TASK REQUIREMENTS: Count how many lines below contain the word "approximate", then give that number alone.

PROVIDED INFORMATION:
· · · · · · ·
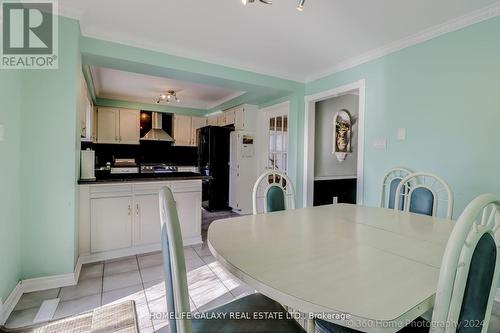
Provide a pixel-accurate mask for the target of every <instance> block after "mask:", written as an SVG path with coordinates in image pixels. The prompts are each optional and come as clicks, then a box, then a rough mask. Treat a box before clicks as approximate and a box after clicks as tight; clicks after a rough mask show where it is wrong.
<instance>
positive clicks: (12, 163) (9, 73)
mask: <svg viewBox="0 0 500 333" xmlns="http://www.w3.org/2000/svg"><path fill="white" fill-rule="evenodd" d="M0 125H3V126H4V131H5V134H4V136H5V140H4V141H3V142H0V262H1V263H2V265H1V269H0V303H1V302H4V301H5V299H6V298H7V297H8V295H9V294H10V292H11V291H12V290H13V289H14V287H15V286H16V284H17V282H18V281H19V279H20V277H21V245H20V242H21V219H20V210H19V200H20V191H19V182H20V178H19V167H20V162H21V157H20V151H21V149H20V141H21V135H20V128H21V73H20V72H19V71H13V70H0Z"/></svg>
· · · · · · ·
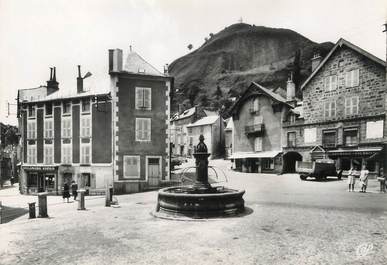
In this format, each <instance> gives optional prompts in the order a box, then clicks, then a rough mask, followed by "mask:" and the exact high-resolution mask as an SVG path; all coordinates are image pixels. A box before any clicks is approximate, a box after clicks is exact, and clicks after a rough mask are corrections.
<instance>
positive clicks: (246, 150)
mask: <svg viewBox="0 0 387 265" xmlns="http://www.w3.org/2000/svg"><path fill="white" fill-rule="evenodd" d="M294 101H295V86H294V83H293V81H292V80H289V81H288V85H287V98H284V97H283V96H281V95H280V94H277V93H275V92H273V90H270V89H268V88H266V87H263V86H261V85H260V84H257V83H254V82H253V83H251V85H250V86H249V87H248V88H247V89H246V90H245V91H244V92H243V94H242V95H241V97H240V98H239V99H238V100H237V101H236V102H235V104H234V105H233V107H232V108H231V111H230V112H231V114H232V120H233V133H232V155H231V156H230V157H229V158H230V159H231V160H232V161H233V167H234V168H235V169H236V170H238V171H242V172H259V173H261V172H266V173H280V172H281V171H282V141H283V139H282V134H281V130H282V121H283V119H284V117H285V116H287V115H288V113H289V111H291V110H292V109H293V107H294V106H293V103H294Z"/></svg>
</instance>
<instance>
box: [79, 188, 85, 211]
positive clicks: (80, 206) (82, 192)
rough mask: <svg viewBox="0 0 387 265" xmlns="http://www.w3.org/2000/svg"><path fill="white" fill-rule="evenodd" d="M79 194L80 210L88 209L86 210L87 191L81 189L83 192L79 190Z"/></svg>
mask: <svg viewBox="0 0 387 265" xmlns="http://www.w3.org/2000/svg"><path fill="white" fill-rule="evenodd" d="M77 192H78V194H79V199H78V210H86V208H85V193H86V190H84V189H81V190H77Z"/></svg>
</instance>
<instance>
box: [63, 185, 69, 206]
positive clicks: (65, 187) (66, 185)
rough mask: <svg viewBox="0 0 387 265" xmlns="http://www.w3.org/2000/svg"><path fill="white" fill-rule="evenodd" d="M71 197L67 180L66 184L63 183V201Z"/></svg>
· · · · · · ·
ANSWER SECTION: 2